From the data below, copy exactly the lines that lie between the one holding "Find: braid" and the one holding "Find: boot heel", including both, and nothing more.

☆ ☆ ☆ ☆ ☆

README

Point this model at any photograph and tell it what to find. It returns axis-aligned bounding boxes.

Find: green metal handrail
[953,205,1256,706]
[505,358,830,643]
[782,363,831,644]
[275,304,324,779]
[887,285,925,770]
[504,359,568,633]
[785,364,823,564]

☆ ☆ ☆ ☆ ☆

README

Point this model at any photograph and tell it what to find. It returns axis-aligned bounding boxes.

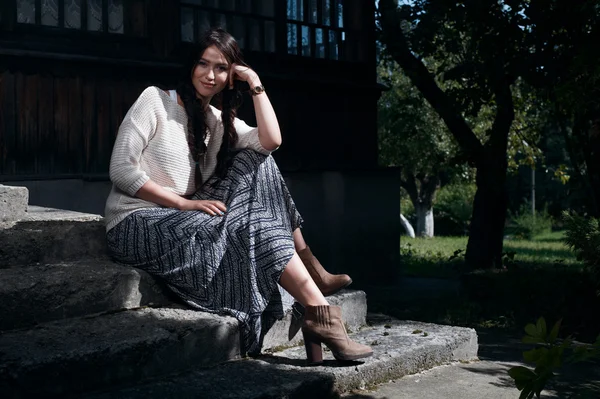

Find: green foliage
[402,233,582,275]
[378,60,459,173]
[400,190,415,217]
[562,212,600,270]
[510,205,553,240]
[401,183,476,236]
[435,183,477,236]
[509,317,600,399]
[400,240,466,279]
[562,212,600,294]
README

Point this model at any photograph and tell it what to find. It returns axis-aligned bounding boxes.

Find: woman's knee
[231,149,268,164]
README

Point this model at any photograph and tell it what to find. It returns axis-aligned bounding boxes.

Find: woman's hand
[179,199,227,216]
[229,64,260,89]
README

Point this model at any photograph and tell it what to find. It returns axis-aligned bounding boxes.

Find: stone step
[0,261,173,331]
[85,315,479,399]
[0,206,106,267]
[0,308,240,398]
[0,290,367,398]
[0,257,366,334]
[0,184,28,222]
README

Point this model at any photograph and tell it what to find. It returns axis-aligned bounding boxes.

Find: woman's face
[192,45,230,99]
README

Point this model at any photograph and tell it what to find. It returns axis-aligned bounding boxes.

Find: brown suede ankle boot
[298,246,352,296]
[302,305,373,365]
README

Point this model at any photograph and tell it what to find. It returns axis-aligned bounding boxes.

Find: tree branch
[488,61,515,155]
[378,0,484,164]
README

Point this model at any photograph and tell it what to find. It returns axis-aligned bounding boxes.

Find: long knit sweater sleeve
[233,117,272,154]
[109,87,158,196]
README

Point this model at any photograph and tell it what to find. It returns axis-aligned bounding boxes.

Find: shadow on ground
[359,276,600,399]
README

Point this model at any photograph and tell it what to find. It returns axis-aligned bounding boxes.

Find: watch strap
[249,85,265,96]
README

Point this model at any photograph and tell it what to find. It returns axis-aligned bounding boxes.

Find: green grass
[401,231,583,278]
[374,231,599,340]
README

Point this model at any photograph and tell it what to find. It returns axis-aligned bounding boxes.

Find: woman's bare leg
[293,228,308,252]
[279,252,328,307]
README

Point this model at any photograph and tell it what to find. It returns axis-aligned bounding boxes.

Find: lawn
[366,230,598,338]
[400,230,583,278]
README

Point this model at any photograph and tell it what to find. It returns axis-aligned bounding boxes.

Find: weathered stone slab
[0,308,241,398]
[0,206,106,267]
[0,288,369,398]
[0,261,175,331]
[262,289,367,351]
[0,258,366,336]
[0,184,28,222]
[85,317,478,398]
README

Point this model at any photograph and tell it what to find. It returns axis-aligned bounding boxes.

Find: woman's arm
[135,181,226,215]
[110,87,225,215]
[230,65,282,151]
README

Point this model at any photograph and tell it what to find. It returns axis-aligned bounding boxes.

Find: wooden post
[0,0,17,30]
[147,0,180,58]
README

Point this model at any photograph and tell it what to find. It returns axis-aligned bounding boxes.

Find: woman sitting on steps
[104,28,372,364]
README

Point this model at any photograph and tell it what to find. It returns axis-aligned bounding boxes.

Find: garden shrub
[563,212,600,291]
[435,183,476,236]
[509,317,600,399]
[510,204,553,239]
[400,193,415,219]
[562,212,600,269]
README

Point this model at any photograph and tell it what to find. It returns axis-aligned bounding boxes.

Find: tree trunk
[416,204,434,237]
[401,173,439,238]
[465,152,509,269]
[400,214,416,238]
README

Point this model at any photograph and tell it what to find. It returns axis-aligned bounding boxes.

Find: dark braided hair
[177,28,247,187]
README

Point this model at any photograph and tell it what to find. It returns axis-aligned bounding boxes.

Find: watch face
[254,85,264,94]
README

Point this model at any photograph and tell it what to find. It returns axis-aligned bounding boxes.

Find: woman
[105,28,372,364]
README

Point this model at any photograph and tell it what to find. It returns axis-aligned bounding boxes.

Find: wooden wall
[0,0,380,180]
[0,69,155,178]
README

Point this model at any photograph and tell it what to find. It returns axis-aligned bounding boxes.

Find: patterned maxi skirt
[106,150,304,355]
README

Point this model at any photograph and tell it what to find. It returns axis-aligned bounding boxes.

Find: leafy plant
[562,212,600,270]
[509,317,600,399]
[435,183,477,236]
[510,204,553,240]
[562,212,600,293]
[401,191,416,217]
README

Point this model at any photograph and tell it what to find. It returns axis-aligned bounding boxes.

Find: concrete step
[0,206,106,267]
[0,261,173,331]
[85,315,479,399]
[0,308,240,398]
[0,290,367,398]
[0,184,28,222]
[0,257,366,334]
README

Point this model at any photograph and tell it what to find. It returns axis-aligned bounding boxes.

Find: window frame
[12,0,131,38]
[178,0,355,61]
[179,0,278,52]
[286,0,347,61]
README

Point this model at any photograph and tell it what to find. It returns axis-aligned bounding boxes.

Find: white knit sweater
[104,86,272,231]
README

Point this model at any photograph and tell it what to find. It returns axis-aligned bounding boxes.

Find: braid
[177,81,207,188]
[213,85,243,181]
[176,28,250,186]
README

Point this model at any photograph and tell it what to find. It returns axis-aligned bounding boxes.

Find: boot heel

☆ ☆ ☆ ☆ ☆

Exercise answer:
Find: braid
[177,81,207,188]
[213,85,243,181]
[176,28,250,186]
README

Point this model at any photograph and tell it what to find. It returns axis-aligned bounding boxes.

Find: boot heel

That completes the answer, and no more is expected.